=== MATERIAL FOR THIS EXERCISE ===

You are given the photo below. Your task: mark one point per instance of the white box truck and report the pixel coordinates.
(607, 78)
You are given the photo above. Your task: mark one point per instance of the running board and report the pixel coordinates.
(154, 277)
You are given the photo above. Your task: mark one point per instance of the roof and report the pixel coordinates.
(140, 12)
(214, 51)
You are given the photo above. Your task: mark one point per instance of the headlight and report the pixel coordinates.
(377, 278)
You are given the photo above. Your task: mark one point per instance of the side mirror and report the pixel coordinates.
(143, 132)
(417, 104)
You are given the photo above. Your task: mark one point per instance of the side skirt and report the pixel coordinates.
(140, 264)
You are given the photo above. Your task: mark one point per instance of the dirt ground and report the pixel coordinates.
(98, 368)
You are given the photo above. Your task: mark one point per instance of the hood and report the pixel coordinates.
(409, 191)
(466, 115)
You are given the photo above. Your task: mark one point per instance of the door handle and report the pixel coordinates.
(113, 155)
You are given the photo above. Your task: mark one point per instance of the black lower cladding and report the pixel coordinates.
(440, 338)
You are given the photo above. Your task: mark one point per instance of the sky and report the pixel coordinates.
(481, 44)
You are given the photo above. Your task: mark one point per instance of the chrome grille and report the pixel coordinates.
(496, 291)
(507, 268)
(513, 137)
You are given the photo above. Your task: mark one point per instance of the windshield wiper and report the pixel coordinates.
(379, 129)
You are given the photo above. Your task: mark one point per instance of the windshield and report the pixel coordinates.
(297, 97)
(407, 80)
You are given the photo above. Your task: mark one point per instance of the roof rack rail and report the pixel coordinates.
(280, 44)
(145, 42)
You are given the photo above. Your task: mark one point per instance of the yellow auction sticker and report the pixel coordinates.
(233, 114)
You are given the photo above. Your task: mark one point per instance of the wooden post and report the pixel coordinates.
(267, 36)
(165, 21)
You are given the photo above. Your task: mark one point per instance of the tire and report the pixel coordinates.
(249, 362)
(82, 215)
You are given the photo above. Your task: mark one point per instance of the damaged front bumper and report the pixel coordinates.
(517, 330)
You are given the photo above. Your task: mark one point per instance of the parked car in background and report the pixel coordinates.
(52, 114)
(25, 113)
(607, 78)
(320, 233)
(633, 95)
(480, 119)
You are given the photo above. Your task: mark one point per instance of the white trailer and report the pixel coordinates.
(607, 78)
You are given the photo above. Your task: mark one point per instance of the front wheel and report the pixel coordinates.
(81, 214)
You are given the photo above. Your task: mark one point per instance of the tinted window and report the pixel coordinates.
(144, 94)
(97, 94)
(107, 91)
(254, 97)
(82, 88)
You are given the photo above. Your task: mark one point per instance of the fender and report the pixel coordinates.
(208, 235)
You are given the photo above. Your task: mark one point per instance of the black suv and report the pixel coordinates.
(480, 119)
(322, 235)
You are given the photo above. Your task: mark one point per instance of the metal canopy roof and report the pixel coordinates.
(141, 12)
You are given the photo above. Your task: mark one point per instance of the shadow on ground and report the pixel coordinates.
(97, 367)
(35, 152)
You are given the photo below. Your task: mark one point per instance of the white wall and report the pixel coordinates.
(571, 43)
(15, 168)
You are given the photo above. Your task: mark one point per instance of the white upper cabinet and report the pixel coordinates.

===

* **THE PROBLEM**
Can you give back only the part of the material that opens with the line containing "canopy roof and report the pixel coordinates." and closes at the end of the material, with "shadow on ground" swapped for "ground shadow" and everything else unchanged?

* **SOLUTION**
You are given the photo above. Your task: mark one point per instance of the metal canopy roof and report the pixel coordinates.
(141, 12)
You are given the photo above. Your task: mark one point per instance of the ground shadow and report the pixel coordinates.
(97, 367)
(35, 152)
You are given the photo below. Your task: mark one point per instance of the white wall and report the pixel coordinates.
(571, 43)
(15, 168)
You are given the photo above. Your task: mark one point per instance of the white upper cabinet and report the pixel coordinates.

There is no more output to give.